■ GIVEN PASSAGE:
::::

In the story, Alice consults a Dodo bird to ask who won a race. The Dodo thinks for a moment and says: “Everybody has won and all must have prizes.”

So it is with therapy. Therapy is effective, but the different modalities seem to perform similarly. This has led to the idea of common factors theory, which is interested in the similarities between modes of therapy. It suggests that there are factors that all modalities have in common.

Many such enquiries focus on the therapeutic relationship. After all, most therapies are premised on some kind of relationship between the client and the therapist.

Yet, when I talk about memory reconsolidation to my colleagues, people often say: “Ah! That sounds like such and such a therapy!” As they hear the steps of memory reconsolidation, they notice similarities to their favoured therapy approach.

Could it be that this brain mechanism is a key element in common factors theory? Memory reconsolidation is the only brain mechanism that overwrites trauma response. So any therapy approach that achieves this kind of transformation must have triggered memory reconsolidation. It follows that every therapy approach that brings permanent, effortless change has this brain mechanism in common.

Yet, these different approaches are very different. Some use conversation. Some use art or drama. Some use the imagination. Yet all of these varying approaches lead to the same transformational destination.

::::

■ INPUT DATA:
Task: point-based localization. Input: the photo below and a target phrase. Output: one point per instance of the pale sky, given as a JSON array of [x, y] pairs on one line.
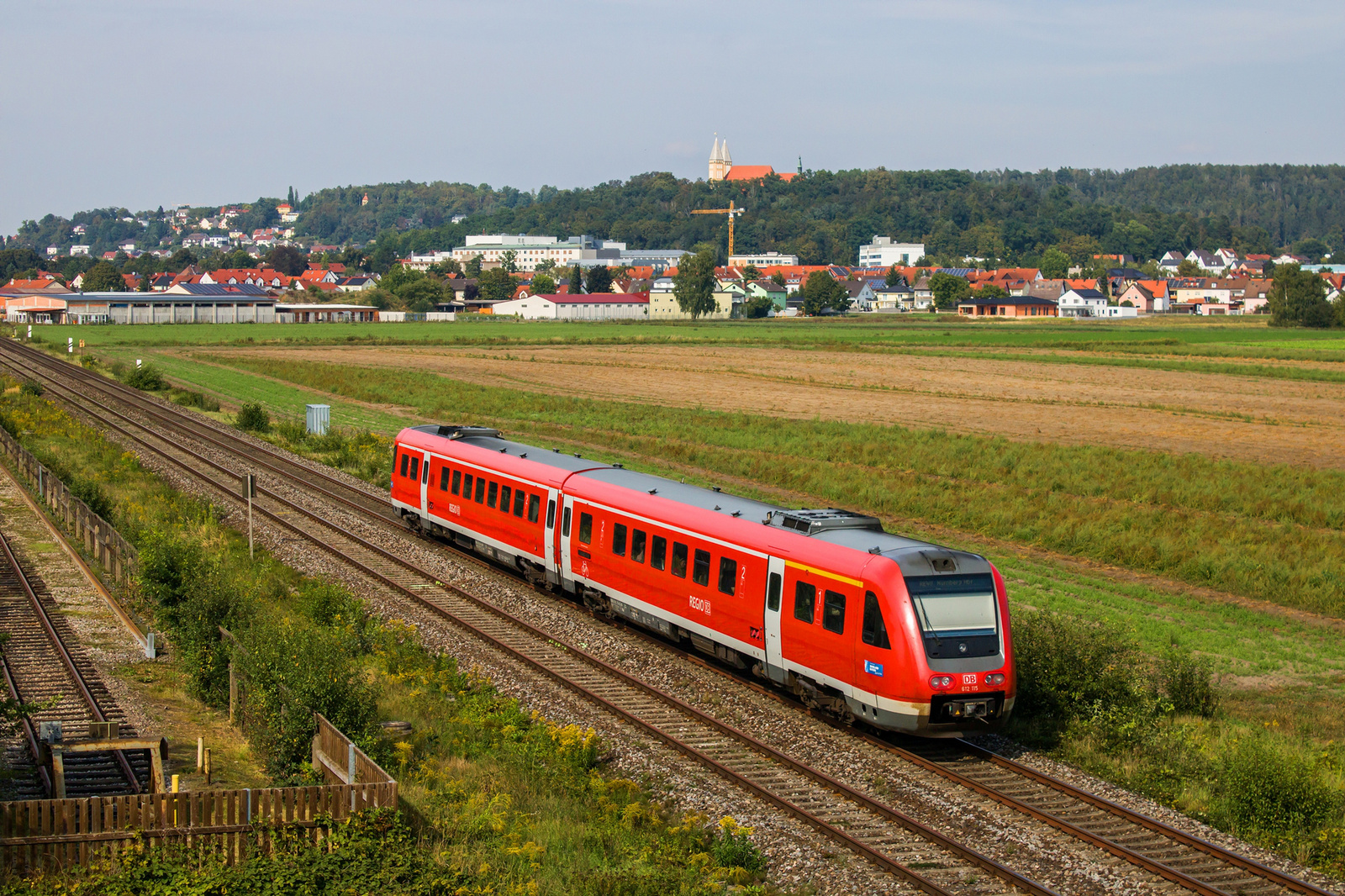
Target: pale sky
[[147, 103]]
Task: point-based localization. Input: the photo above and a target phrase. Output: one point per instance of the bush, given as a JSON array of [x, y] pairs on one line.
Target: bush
[[253, 417], [145, 378], [1270, 790], [1188, 683]]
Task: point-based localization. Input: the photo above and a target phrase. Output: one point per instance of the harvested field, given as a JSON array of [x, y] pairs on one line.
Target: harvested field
[[1221, 416]]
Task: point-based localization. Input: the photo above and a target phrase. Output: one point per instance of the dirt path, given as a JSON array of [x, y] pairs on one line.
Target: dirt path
[[1223, 416]]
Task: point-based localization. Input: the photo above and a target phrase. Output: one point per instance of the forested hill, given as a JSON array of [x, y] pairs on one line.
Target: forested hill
[[826, 215]]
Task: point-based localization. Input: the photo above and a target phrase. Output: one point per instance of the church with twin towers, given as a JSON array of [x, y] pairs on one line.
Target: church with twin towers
[[723, 167]]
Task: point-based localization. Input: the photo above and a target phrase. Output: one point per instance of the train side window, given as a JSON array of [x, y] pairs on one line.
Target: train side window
[[874, 633], [679, 560], [833, 611], [804, 602], [728, 575], [701, 568]]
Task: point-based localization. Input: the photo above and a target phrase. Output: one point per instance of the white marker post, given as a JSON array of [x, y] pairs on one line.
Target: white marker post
[[251, 492]]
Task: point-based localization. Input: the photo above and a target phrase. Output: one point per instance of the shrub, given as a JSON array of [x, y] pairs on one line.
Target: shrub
[[1271, 790], [1188, 683], [147, 378], [253, 417]]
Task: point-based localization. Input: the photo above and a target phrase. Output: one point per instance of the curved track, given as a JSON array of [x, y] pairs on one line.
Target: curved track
[[1187, 862]]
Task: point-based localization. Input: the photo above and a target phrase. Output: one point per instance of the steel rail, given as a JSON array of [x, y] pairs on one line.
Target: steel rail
[[888, 813], [66, 660]]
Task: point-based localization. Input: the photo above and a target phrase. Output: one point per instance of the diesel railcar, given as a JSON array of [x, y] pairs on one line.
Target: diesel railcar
[[862, 623]]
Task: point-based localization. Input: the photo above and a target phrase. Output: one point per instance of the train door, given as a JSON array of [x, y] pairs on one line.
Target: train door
[[773, 591]]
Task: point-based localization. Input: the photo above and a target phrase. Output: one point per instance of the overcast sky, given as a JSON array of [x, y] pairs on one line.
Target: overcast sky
[[147, 103]]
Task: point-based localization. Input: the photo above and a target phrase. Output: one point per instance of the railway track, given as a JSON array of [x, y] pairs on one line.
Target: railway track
[[40, 667], [1183, 860]]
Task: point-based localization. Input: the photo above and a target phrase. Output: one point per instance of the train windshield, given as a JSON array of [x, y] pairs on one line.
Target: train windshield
[[957, 614]]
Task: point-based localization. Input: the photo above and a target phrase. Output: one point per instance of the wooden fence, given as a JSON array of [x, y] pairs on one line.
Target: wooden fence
[[103, 542], [233, 824]]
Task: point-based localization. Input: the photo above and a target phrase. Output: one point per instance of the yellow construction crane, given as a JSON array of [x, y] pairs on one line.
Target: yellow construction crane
[[731, 212]]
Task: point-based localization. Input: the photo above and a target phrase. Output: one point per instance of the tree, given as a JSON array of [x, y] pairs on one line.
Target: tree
[[1055, 264], [495, 284], [948, 291], [104, 277], [599, 280], [694, 284], [822, 291], [1298, 299]]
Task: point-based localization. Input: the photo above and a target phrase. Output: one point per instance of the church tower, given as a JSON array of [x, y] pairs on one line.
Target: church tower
[[720, 161]]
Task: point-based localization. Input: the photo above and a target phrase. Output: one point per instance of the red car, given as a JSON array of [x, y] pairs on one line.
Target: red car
[[901, 634]]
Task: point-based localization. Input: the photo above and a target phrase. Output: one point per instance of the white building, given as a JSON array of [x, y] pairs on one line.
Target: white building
[[763, 260], [884, 253]]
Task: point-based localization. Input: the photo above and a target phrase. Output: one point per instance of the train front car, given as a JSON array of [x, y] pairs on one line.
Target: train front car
[[935, 654]]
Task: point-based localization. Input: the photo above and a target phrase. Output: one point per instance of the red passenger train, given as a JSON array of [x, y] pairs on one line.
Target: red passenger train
[[901, 634]]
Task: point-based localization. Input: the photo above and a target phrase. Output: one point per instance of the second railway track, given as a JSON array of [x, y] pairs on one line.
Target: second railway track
[[1176, 858]]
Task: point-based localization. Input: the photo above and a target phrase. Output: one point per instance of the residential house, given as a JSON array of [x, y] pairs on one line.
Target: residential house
[[1009, 307], [1082, 303]]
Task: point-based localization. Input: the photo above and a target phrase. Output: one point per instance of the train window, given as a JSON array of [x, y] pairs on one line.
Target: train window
[[701, 568], [833, 611], [804, 602], [728, 575], [874, 631], [679, 560]]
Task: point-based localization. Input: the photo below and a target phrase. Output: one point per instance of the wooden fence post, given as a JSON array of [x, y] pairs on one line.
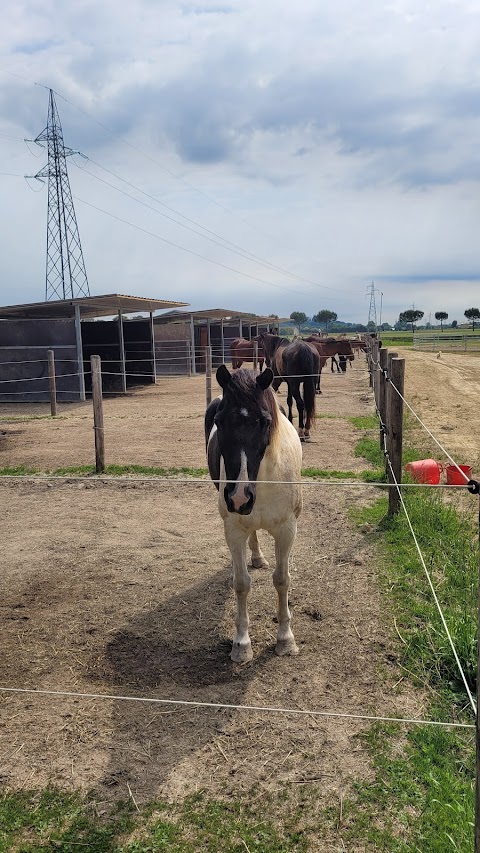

::::

■ PROBLEM: From the therapy passage above, write out everything from "Many such enquiries" down to "favoured therapy approach." word for word.

■ TASK OUTPUT:
Many such enquiries focus on the therapeutic relationship. After all, most therapies are premised on some kind of relationship between the client and the therapist.

Yet, when I talk about memory reconsolidation to my colleagues, people often say: “Ah! That sounds like such and such a therapy!” As they hear the steps of memory reconsolidation, they notice similarities to their favoured therapy approach.